## Exercise aim
Locate every line in the data below that contains the word "background" and copy each of those lines in full. Case counts, so a line matches only if the capitalization is the same.

## Exercise input
.....

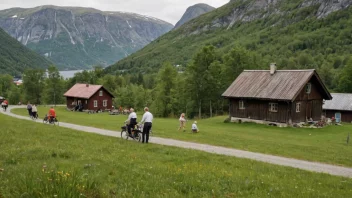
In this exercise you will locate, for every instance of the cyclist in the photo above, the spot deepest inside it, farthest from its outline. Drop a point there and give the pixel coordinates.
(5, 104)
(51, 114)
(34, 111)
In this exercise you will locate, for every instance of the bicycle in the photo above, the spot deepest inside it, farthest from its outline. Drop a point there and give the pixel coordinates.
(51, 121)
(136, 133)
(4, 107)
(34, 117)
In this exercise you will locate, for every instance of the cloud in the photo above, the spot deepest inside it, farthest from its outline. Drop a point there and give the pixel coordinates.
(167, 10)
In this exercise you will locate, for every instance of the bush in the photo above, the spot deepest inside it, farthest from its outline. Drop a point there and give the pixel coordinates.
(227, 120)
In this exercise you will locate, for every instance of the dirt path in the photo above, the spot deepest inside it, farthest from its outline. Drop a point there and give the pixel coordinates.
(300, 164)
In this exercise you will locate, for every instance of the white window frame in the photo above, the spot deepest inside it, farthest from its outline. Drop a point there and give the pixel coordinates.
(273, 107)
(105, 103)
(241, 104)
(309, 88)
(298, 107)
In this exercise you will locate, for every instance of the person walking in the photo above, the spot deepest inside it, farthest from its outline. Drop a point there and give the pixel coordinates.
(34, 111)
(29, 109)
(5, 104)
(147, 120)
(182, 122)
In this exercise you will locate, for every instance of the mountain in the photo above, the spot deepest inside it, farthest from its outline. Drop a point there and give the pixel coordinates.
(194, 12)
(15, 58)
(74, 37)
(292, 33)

.....

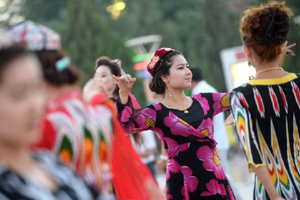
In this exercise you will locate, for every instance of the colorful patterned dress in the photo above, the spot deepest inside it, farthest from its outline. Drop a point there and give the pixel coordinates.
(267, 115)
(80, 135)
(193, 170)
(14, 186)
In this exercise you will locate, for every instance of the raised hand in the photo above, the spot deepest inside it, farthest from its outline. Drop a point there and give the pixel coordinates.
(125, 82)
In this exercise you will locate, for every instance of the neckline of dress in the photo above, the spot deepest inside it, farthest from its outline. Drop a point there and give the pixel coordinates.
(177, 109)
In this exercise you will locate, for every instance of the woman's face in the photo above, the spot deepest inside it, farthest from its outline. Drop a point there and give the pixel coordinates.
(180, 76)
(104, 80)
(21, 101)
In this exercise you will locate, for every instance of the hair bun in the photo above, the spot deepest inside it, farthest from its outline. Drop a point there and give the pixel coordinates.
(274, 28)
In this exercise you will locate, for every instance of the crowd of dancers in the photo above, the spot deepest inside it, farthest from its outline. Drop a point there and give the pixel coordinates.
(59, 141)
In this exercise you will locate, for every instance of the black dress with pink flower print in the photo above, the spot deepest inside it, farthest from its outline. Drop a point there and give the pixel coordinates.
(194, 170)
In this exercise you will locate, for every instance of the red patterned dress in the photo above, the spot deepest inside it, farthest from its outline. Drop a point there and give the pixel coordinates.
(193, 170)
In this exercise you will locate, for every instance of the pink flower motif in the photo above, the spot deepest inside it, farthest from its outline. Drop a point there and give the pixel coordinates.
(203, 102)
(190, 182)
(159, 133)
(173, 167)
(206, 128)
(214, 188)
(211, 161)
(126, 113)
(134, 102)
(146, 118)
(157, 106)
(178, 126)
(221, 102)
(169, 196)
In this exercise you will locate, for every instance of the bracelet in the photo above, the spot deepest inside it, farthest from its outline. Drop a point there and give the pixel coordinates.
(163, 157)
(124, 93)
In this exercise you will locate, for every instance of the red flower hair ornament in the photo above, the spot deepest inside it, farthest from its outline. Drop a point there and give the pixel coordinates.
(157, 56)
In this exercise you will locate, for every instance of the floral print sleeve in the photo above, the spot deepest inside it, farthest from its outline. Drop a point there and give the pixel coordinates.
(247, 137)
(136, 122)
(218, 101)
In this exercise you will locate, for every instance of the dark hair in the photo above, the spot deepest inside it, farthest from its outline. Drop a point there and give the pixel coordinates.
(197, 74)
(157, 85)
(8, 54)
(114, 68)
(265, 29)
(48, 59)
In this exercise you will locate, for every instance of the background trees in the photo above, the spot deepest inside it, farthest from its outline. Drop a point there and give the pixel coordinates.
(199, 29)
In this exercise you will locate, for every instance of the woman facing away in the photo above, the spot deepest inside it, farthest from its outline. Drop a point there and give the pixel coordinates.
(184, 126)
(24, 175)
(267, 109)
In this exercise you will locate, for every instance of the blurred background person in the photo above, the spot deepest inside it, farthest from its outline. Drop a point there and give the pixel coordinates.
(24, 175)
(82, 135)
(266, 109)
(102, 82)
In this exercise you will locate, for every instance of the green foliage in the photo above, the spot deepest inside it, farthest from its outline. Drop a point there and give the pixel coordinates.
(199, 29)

.....

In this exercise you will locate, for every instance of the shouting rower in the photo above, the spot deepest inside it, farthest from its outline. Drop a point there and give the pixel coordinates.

.....

## Result of the exercise
In this exercise you will locate, for every instance of the background trees in the photo above, the spot deepest inside it, farthest from its outline. Drop a point there and give the pixel coordinates.
In this exercise you will locate, for every instance of the blurred background person in the photo above, the spot deepest inside it, farthest from its outline. Drop a point there and give the pixel coordinates.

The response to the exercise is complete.